> Goal of the exercise: No line of the records may be dropped; print them all again exactly.

Task material: Begin

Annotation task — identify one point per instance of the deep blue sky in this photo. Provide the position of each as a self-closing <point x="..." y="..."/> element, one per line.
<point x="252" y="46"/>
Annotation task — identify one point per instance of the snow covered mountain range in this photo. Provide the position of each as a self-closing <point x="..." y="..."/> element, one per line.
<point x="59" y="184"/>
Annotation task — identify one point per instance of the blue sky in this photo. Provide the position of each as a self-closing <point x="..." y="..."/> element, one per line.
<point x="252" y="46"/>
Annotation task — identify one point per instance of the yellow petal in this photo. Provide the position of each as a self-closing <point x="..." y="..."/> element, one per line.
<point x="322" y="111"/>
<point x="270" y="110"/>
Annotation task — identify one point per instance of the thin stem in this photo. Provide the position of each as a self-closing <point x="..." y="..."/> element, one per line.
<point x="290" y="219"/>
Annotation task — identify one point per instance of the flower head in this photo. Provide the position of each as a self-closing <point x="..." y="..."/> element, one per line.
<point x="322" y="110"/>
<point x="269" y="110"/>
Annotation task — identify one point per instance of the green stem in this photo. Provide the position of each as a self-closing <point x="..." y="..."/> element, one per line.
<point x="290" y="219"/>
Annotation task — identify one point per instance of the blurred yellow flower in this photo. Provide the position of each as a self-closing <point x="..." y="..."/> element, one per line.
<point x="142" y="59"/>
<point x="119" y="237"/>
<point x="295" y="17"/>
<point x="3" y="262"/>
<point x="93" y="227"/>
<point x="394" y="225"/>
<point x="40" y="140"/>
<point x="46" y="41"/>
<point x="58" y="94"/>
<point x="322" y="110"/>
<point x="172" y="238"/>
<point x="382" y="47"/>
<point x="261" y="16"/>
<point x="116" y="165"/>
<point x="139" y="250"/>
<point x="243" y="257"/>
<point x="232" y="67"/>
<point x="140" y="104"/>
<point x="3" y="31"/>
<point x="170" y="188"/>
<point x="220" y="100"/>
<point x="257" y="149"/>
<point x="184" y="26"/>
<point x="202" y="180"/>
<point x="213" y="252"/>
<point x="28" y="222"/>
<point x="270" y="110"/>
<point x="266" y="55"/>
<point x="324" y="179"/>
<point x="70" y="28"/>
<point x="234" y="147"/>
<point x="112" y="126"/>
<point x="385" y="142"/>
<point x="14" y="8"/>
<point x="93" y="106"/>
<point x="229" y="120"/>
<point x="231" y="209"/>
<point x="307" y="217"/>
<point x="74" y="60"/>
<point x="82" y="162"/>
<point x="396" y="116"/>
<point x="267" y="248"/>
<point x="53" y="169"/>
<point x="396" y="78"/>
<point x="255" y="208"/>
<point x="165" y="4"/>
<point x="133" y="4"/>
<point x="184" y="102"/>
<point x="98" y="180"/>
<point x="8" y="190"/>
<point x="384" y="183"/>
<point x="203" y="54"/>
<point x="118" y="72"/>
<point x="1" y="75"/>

Task material: End

> Output:
Annotation task — identify one point per instance of the deep blue sky in this photo. Provide the position of each as a self-closing <point x="..." y="..."/> element, one per line.
<point x="252" y="46"/>
Annotation task — identify one point per instance of the snow covered mountain range in this photo. Provide the position of each as a self-closing <point x="..." y="..."/> element, one per line.
<point x="59" y="184"/>
Annotation task — identify one point per instance of the blue sky in this photo. Provide the position of each as a self-closing <point x="..." y="..."/> element, one per line.
<point x="252" y="46"/>
Annotation task — identify one point per instance of the yellow petal in this photo. Provide the position of each as a self-closing <point x="..." y="..."/> element, one per line.
<point x="322" y="111"/>
<point x="270" y="110"/>
Annotation task — identify one point per instance of the thin stem in this photo. Provide the position of each as a self-closing <point x="..." y="..."/> element, one per line.
<point x="290" y="219"/>
Annotation task — identify one point per instance of the flower head in this photo. Provide the position of each as a self-closing <point x="..." y="..."/> element, one per line.
<point x="322" y="110"/>
<point x="269" y="110"/>
Annotation task — identify one point per instance of the green stem in this photo. Provide the position of each as a self-closing <point x="..." y="..."/> element, one per line.
<point x="290" y="219"/>
Annotation task — identify one point per instance of the blurred yellow flower in this photo. Provide the position of each as a self-closing <point x="..." y="..."/> element, one per line.
<point x="142" y="59"/>
<point x="119" y="237"/>
<point x="295" y="17"/>
<point x="3" y="262"/>
<point x="93" y="227"/>
<point x="394" y="225"/>
<point x="40" y="140"/>
<point x="46" y="41"/>
<point x="58" y="94"/>
<point x="322" y="110"/>
<point x="172" y="238"/>
<point x="382" y="47"/>
<point x="261" y="16"/>
<point x="116" y="165"/>
<point x="139" y="250"/>
<point x="243" y="257"/>
<point x="232" y="67"/>
<point x="140" y="104"/>
<point x="3" y="31"/>
<point x="170" y="188"/>
<point x="220" y="100"/>
<point x="257" y="149"/>
<point x="184" y="26"/>
<point x="202" y="180"/>
<point x="213" y="252"/>
<point x="28" y="222"/>
<point x="270" y="110"/>
<point x="266" y="55"/>
<point x="324" y="179"/>
<point x="70" y="28"/>
<point x="234" y="147"/>
<point x="112" y="126"/>
<point x="385" y="142"/>
<point x="14" y="8"/>
<point x="93" y="106"/>
<point x="229" y="120"/>
<point x="231" y="209"/>
<point x="307" y="217"/>
<point x="74" y="60"/>
<point x="82" y="162"/>
<point x="396" y="116"/>
<point x="267" y="248"/>
<point x="53" y="169"/>
<point x="396" y="78"/>
<point x="255" y="208"/>
<point x="165" y="4"/>
<point x="133" y="4"/>
<point x="184" y="102"/>
<point x="98" y="180"/>
<point x="8" y="190"/>
<point x="384" y="183"/>
<point x="203" y="54"/>
<point x="118" y="72"/>
<point x="1" y="75"/>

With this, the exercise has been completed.